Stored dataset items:

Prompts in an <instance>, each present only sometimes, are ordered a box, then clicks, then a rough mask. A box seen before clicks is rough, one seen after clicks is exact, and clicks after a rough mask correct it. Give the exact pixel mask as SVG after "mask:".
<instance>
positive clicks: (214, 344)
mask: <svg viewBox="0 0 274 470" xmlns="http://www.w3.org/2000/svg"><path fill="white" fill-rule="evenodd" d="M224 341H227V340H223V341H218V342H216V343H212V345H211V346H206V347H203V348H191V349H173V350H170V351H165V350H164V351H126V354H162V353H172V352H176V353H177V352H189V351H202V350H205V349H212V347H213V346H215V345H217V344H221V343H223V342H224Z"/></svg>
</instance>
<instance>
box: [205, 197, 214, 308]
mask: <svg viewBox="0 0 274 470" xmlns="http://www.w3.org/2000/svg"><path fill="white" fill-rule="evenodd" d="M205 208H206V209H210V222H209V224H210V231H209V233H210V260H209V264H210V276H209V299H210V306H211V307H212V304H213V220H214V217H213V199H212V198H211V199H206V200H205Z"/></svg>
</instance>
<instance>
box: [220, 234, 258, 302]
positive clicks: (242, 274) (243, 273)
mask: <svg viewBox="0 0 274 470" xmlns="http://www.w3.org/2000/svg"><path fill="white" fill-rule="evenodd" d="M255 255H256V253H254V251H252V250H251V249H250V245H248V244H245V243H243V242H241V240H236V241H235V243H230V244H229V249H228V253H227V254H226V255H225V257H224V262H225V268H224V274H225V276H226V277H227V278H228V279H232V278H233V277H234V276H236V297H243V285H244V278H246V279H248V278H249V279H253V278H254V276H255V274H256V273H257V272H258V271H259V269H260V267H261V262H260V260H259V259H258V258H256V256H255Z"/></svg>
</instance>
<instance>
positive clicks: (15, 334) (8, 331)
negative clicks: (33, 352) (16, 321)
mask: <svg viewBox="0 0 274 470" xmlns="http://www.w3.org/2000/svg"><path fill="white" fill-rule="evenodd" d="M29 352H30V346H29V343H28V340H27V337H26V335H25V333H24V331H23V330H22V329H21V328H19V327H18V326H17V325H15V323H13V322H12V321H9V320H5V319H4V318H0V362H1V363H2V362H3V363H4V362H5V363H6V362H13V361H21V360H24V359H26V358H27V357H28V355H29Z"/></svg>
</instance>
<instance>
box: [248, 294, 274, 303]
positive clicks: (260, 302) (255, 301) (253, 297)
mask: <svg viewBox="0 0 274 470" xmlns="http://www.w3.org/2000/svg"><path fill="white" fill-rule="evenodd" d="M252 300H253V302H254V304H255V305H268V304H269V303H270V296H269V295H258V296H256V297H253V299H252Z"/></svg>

* * *

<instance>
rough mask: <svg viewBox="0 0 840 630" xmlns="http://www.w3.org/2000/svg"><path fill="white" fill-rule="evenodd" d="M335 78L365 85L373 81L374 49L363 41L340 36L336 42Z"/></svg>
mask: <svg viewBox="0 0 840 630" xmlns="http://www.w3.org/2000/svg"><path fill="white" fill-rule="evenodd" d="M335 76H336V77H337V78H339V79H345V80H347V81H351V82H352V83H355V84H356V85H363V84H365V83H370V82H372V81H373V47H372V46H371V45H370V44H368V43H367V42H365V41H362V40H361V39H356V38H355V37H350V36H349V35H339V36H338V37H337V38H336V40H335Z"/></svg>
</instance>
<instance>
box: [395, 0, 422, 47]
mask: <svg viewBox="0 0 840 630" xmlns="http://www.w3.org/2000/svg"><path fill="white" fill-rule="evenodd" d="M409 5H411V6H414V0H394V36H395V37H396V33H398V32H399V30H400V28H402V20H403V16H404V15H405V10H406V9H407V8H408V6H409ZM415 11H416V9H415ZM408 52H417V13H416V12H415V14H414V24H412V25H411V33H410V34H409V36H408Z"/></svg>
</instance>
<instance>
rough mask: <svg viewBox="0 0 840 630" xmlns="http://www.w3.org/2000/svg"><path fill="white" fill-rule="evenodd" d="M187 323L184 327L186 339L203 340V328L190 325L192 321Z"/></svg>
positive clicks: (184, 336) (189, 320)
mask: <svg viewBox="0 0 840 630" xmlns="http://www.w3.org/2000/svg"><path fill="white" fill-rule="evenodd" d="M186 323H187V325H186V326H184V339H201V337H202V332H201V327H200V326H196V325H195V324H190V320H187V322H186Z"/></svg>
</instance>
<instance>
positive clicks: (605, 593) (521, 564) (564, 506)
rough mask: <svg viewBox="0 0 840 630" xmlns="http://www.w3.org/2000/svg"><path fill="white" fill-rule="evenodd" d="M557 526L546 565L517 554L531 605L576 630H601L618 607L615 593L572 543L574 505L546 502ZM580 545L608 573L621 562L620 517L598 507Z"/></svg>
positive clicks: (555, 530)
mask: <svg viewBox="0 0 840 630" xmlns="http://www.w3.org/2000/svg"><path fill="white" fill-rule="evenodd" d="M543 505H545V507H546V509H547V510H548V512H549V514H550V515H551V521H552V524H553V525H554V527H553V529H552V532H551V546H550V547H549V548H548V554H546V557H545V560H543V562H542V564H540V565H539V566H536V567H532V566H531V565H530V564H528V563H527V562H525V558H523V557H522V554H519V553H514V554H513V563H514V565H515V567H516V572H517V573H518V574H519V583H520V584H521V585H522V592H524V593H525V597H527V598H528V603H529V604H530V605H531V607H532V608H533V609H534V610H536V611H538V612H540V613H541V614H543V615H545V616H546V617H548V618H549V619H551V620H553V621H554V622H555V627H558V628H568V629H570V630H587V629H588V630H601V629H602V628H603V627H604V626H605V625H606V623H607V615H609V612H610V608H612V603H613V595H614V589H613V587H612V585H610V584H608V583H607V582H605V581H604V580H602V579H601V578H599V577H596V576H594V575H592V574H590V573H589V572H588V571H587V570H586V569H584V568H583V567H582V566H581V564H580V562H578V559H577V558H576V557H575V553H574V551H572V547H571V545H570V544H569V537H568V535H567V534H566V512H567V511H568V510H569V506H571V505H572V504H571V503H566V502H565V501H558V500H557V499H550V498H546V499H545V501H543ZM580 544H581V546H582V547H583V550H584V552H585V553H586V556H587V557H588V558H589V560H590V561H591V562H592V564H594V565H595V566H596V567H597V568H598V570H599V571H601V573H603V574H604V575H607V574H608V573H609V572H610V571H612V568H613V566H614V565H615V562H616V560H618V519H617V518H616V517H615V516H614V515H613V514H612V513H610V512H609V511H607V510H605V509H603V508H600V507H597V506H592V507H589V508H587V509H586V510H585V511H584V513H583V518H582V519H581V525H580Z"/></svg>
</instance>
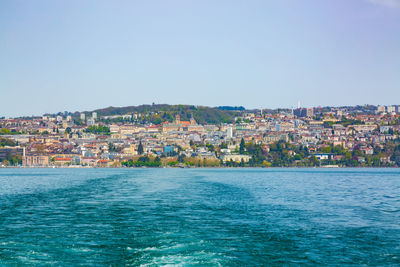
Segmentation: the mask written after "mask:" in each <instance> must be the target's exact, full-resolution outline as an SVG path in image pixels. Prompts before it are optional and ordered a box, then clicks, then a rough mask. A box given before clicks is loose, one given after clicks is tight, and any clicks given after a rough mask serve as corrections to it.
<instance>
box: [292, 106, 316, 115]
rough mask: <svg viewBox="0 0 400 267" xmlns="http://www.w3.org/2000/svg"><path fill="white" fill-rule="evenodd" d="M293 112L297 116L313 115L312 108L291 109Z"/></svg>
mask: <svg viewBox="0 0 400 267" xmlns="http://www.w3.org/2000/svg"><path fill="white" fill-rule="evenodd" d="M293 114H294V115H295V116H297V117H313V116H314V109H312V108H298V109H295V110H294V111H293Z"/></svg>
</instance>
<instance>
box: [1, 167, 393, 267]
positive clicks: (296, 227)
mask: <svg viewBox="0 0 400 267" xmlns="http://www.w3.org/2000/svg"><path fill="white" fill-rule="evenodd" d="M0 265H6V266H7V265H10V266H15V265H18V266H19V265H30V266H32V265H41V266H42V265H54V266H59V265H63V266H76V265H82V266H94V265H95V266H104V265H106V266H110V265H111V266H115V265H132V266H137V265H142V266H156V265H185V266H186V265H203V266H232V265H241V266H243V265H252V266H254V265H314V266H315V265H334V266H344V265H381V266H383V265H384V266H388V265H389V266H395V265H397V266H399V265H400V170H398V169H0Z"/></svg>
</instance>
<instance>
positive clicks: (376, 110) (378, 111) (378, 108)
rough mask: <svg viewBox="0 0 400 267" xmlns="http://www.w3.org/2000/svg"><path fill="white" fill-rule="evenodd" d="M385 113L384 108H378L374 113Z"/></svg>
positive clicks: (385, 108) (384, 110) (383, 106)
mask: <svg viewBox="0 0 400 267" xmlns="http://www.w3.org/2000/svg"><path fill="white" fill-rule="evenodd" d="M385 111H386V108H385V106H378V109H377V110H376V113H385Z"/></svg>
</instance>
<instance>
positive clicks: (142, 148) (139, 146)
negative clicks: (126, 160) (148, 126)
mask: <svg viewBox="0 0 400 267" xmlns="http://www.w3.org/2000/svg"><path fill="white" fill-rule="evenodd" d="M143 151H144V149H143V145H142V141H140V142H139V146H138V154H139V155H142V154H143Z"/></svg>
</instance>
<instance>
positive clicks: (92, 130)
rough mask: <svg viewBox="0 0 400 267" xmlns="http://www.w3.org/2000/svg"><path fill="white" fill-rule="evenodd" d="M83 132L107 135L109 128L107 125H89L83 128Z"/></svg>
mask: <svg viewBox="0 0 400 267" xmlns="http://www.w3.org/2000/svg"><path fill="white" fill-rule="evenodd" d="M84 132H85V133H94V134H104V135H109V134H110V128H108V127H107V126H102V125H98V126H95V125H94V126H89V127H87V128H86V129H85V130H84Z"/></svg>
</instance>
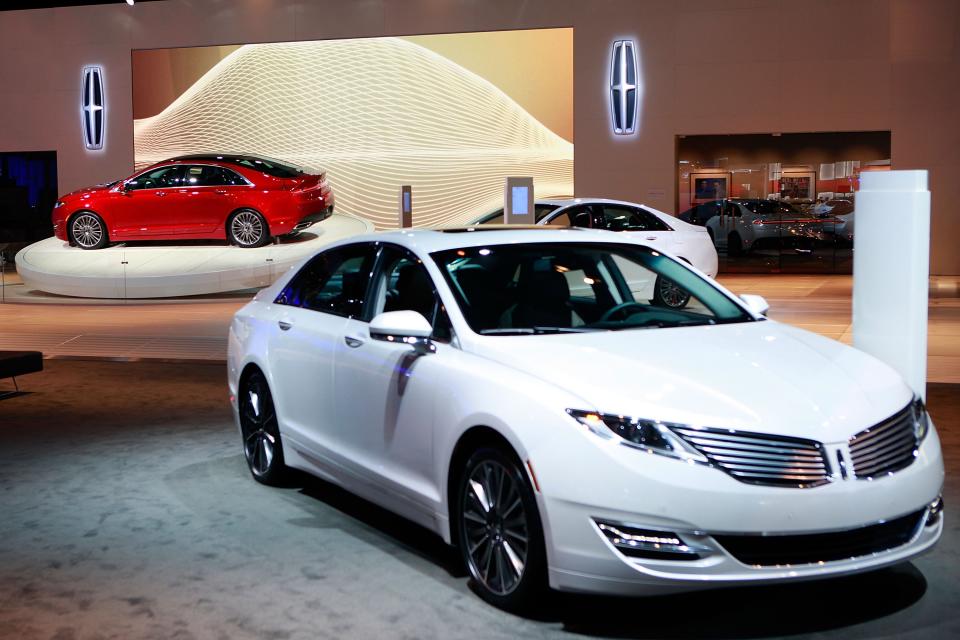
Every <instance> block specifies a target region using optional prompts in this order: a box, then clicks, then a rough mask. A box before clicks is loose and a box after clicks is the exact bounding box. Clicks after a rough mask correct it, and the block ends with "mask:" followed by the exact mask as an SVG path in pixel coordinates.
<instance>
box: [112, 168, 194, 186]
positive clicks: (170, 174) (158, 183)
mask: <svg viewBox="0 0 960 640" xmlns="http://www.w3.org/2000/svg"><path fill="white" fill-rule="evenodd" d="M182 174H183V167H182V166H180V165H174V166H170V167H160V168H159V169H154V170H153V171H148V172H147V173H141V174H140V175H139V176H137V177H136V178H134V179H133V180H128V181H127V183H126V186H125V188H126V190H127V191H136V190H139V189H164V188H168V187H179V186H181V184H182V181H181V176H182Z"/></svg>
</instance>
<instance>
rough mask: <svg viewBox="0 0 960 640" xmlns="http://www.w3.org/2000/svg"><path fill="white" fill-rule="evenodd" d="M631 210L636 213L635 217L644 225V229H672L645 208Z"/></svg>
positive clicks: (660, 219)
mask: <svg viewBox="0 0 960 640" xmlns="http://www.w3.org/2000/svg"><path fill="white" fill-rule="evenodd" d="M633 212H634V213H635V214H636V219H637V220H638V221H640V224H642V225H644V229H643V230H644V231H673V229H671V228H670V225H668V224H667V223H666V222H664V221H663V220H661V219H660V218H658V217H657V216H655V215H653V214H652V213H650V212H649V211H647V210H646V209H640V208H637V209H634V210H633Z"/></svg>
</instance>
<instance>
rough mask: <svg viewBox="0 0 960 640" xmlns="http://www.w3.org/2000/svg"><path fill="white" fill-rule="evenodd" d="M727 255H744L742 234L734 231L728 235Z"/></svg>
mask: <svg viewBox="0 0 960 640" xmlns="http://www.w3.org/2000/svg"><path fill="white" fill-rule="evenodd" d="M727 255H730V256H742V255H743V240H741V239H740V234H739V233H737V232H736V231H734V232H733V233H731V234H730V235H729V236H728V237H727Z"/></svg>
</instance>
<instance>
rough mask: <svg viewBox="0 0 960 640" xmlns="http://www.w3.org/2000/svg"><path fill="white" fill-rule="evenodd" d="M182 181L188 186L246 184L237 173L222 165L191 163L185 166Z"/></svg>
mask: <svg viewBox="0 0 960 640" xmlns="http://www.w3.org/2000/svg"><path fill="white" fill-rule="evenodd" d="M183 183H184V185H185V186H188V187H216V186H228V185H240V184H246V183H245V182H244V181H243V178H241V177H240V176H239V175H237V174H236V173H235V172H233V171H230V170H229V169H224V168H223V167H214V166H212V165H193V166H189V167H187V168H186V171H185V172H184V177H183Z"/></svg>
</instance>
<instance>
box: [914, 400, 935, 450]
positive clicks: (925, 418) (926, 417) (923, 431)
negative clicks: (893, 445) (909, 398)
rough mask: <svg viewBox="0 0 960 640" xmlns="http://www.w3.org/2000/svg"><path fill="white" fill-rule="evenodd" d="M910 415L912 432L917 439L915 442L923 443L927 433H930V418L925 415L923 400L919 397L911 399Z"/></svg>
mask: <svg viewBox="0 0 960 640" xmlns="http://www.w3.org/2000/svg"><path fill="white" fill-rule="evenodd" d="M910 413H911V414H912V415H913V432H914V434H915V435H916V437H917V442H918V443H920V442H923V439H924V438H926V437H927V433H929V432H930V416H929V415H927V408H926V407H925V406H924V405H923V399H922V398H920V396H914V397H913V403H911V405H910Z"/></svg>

--

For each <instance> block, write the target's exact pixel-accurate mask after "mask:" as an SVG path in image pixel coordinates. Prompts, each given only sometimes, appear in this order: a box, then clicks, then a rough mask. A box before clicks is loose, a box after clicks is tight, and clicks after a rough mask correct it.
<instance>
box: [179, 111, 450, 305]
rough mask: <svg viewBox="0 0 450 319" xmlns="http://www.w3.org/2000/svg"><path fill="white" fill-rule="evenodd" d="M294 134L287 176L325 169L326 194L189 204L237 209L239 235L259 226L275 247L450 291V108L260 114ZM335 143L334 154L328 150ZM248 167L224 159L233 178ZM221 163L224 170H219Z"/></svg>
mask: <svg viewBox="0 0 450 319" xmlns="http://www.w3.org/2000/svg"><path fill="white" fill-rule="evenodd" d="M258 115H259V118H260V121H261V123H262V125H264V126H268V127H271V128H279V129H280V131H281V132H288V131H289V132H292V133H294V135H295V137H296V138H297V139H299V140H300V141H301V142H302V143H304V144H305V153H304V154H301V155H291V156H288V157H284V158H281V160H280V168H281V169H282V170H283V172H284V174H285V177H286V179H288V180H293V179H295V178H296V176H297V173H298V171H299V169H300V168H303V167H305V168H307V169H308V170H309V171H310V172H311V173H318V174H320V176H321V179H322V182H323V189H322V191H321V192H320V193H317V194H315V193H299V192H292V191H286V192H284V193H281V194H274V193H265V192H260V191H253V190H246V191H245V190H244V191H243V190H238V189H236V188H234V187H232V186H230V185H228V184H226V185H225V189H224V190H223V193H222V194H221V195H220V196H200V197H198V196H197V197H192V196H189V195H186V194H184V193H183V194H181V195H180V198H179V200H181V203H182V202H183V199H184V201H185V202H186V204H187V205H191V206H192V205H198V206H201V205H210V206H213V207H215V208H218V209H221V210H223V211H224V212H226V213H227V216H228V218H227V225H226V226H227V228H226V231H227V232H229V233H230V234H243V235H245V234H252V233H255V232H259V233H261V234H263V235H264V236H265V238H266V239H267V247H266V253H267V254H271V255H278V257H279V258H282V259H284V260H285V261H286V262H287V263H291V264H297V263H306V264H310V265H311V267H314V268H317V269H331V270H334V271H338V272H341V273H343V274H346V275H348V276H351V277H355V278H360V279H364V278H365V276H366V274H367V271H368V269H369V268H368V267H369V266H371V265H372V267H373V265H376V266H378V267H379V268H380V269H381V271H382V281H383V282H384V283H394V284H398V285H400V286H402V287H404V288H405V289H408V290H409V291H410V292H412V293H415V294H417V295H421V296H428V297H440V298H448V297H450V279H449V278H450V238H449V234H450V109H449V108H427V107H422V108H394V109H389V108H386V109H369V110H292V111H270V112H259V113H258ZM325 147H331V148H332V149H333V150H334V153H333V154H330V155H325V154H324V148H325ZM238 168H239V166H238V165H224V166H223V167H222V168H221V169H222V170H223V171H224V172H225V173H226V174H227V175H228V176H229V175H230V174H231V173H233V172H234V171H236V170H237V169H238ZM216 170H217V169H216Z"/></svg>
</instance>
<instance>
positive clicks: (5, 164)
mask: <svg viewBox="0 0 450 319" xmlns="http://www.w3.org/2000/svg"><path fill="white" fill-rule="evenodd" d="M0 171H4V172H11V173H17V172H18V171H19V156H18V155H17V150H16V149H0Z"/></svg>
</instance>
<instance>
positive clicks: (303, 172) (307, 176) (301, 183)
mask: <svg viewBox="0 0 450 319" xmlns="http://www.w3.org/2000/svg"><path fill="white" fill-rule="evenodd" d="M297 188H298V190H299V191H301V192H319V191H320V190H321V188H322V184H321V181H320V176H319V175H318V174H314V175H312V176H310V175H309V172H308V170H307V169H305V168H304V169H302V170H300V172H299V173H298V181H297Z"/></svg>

▸ **PROBLEM DESCRIPTION**: Print the lines of the material verbatim, starting at the line containing "Prompts in an" and ending at the line containing "positive clicks: (214, 344)", with both of those lines included.

▸ **ANSWER TO THIS TASK**:
Prompts in an <instance>, each present only sometimes, are ordered a box, then clicks, then a rough mask. A box seen before clicks is rough, one seen after clicks is exact, and clicks after a rough mask correct it. Give the exact pixel mask as SVG after "mask:".
<instance>
positive clicks: (214, 344)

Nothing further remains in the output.